_STATED PROBLEM 1_.
List every line of the records that contains the word "blue". Case counts.

_DOCUMENT SEGMENT_.
The Chuckle

Londoners were amazed to see a 30 foot long T.rex yesterday, strapped to a flatbed truck, apparently taking the final journey to its autopsy.

Bearing a giant toe tag and only partially covered by blood-soaked sheets, the drooling prehistoric beast stunned and delighted thousands of witnesses as it took a scenic route through the busy streets from 7am, with only rush hour standing between the dinosaur and its dissection.

Causing intrigue from the streets of Brixton, through Central London and passing the Houses of Parliament, Trafalgar Square, London Bridge and Buckingham Palace along the way, the T. rex triggered mass speculation on social media all morning before National Geographic Channel revealed it was a stunt to promote the broadcast of two-hour special T. rex Autopsy this Sunday evening at 8pm.

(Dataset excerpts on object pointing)

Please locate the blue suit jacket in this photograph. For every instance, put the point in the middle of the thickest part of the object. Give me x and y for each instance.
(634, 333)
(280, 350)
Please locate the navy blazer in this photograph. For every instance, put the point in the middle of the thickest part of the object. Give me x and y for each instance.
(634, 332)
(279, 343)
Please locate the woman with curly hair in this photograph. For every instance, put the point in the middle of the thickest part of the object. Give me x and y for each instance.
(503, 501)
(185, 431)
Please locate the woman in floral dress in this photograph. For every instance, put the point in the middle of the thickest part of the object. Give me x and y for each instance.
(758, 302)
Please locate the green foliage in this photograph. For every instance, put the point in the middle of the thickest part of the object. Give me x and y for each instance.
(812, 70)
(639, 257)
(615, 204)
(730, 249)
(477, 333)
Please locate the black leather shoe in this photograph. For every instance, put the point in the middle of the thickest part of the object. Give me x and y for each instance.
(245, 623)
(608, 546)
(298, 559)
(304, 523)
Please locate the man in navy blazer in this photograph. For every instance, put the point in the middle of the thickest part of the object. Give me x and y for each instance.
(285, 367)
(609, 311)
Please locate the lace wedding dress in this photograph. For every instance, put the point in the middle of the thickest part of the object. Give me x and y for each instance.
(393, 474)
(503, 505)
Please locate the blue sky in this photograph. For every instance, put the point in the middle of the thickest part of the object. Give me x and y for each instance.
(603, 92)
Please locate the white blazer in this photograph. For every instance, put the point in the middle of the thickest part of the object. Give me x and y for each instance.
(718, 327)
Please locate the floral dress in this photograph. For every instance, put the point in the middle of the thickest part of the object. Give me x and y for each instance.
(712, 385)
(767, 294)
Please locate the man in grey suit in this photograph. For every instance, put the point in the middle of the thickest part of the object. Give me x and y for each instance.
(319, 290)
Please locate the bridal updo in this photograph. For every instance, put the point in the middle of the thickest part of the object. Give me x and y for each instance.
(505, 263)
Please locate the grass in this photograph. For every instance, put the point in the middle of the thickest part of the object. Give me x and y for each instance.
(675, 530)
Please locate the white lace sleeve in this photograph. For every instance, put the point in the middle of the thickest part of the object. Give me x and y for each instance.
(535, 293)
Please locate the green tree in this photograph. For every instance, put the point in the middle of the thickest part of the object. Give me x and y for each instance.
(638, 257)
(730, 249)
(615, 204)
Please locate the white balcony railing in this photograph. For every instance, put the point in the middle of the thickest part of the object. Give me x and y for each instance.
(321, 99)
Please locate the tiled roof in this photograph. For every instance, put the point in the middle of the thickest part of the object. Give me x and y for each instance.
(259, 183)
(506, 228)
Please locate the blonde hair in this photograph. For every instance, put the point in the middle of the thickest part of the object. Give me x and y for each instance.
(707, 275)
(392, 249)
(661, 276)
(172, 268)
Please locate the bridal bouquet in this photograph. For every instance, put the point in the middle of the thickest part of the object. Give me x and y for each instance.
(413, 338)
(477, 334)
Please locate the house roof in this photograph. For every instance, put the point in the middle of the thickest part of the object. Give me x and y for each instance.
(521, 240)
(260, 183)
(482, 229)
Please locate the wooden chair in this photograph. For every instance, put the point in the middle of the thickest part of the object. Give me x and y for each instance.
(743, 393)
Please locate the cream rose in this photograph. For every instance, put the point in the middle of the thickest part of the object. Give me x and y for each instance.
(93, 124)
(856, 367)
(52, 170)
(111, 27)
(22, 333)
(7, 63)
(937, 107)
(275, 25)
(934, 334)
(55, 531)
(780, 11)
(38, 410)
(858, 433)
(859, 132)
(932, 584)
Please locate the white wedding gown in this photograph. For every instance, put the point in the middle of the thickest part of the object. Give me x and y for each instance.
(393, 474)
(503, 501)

_STATED PROBLEM 2_.
In the piece about the T. rex on a truck in London, which channel revealed that it was a stunt?

_WRITTEN RESPONSE 1_.
Please locate the blue suit jacket in this photograph. For every instance, put the point in the middle of the thickest part of the object. Give me x and y for each instance.
Please locate the blue sky in this photograph. For every instance, put the point in the middle of the thickest part of the object. Give me x and y for each instance.

_WRITTEN RESPONSE 2_.
National Geographic Channel